Viaje mochilero Panamá

No había llegado a Panamá y ya estaba deseando marcharme. A Panamá llegué por error. Meses atrás había sacado un billete de avión de Costa Rica a Cuba y no me quedaba más remedio que atravesar Panamá desde Colombia. Como en el fondo a nadie le amarga un dulce, decidí destinar unos días a tirarme en la playa en Bocas de Toro.

A Panamá city viajaba desde Bogotá y ya en el mismo aeropuerto empezaron a darme por culo «los panameños». Primero que si debía pagar extra por el equipaje, segundo que si tenía que probarles que tenía reserva de hotel, tercero que dónde estaba mi billete de salida del país… Para colmo pretendían cobrarme por llevar el billete en el móvil y no impreso en papel, en fin.. ¡Con lo bien que estaba yo en Colombia! ¡Quién me mandaría sacar el puto billete desde Costa Rica!

Reserva falsa de hotel, reserva falsa de coche dirección Costa Rica, billete impreso y en marcha!! Un avión vacío hacia Panamá ¡No me extraña! me dije, ¡aquí solo quieren a ejecutivos con maletines de dinero negro!

Pero claro, al final todo eran prejuicios.

¿De dónde nació esa noche el intenso amor que sentía por el  mundo?

**Consigna de trabajo**
Transcribe sin cambios el pasaje del relato del viaje a Panamá desde «A Panamá city» hasta «por el  mundo?». El listado procede de otra fuente, distinta del relato del viaje a Panamá.

**Líneas de datos**
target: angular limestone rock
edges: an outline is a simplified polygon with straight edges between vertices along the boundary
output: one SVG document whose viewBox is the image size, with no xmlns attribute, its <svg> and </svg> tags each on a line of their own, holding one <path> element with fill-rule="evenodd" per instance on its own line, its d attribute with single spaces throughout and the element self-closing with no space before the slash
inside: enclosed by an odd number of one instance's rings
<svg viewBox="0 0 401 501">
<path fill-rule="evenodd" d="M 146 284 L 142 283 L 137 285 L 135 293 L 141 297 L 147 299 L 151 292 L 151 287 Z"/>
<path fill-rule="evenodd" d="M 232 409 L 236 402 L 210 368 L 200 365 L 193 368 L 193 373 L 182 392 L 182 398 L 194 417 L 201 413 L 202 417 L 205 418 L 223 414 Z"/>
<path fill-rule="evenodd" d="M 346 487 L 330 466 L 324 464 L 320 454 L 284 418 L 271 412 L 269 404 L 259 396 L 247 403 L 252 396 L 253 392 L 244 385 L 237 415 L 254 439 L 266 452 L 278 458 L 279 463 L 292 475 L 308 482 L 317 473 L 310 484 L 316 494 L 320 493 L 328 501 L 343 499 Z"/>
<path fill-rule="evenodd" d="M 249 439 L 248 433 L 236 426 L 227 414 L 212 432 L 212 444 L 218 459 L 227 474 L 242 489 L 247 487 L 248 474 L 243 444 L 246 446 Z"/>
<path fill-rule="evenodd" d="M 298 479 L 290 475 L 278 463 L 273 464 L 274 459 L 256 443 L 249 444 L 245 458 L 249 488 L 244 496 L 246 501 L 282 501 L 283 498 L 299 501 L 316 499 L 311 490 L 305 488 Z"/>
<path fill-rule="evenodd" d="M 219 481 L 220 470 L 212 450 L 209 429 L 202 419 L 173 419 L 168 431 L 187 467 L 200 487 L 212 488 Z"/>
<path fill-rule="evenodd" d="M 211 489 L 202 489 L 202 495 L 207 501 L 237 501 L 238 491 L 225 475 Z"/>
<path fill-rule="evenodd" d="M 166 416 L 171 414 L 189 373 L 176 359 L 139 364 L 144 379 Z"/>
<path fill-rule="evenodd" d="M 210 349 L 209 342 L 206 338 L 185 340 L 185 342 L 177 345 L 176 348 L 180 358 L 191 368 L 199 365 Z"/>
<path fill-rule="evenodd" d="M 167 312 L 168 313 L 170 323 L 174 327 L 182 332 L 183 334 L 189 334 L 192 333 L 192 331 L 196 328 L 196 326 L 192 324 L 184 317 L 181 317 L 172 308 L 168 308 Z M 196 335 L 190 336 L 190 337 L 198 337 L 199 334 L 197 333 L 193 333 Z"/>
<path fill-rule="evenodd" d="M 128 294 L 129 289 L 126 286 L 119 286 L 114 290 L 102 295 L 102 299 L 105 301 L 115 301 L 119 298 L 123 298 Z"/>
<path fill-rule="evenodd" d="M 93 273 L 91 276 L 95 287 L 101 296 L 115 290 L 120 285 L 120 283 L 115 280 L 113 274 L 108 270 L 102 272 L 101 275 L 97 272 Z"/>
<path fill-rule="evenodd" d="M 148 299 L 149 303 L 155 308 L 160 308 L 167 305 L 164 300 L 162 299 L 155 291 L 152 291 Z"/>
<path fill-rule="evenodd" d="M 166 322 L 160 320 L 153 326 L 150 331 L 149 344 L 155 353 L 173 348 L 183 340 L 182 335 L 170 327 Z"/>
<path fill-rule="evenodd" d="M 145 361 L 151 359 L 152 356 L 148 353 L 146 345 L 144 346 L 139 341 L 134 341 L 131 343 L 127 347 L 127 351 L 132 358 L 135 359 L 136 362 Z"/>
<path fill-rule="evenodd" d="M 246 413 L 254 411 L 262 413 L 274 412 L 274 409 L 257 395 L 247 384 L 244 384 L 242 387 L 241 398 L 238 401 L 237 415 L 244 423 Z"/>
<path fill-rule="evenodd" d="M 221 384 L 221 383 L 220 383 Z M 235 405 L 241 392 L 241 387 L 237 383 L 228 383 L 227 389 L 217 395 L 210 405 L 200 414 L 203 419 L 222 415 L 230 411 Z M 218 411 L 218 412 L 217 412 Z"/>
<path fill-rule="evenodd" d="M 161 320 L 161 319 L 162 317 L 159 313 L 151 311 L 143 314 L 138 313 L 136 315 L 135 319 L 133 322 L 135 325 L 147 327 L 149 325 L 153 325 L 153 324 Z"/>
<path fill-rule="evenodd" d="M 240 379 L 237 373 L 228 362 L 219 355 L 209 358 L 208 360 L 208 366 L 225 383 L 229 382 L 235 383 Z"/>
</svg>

**Solución propuesta**
A Panamá city viajaba desde Bogotá y ya en el mismo aeropuerto empezaron a darme por culo «los panameños». Primero que si debía pagar extra por el equipaje, segundo que si tenía que probarles que tenía reserva de hotel, tercero que dónde estaba mi billete de salida del país… Para colmo pretendían cobrarme por llevar el billete en el móvil y no impreso en papel, en fin.. ¡Con lo bien que estaba yo en Colombia! ¡Quién me mandaría sacar el puto billete desde Costa Rica!

Reserva falsa de hotel, reserva falsa de coche dirección Costa Rica, billete impreso y en marcha!! Un avión vacío hacia Panamá ¡No me extraña! me dije, ¡aquí solo quieren a ejecutivos con maletines de dinero negro!

Pero claro, al final todo eran prejuicios.

¿De dónde nació esa noche el intenso amor que sentía por el  mundo?